◆ Reading text:
----

Thursday 29 July 2010

Da Arabian MCs

If any place on earth has earned a politically motivated rap act it's Palestine. And in DAM, Palestine have one of the finest examples on the planet. They've been going since 1998, when Tamer Nafer and his younger brother Suhell used to rap around the slums of Lod - a mixed town of Arabs and Jews around 15 miles outside of Jerusalem. The heard that a fella called Mahmoud Jreri had been writing rhymes, so they banded together and DAM was born.

Their tunes are a genius blend of classic western hip hop and Arabic melodies and percussion. But as laid back as that can sometimes sound their words are an entirely different matter. Steeped in the daily difficulties of the Israeli-Palestinian conflict, for once this really is music from the frontline, and their songs reflect their daily experiences. But they don't just rap about issues surrounding Palestinian freedom, but many of the other knock-on effects, like terrorism, drugs and women's rights.

----

◆ Recorded information:
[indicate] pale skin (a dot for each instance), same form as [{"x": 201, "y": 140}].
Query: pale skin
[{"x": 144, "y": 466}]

----

◆ Exercises to complete:
1. Answer these questions using the article on DAM.
(a) Since what year has DAM been going?
(b) Roughly how far outside Jerusalem is Lod?
(c) Besides Palestinian freedom, which three issues do DAM's songs take on?
2. Decide whether each statement agrees with the article on DAM. Answer yes or no, and quote the words from the article that settle it.
(a) DAM's tunes combine western hip hop with Arabic melodies and percussion.
(b) Lod is described as a town of Arabs only.
(c) Suhell is Tamer Nafer's older brother.
3. Retype the article on DAM from "If any place" up to and including "DAM was born.".
The material plays no part in this exercise.

◆ Solutions to the problems:
1.
(a) 1998
(b) Around 15 miles
(c) Terrorism, drugs and women's rights

2.
(a) Yes: "a genius blend of classic western hip hop and Arabic melodies and percussion"
(b) No: "a mixed town of Arabs and Jews"
(c) No: "his younger brother Suhell"

3.
If any place on earth has earned a politically motivated rap act it's Palestine. And in DAM, Palestine have one of the finest examples on the planet. They've been going since 1998, when Tamer Nafer and his younger brother Suhell used to rap around the slums of Lod - a mixed town of Arabs and Jews around 15 miles outside of Jerusalem. The heard that a fella called Mahmoud Jreri had been writing rhymes, so they banded together and DAM was born.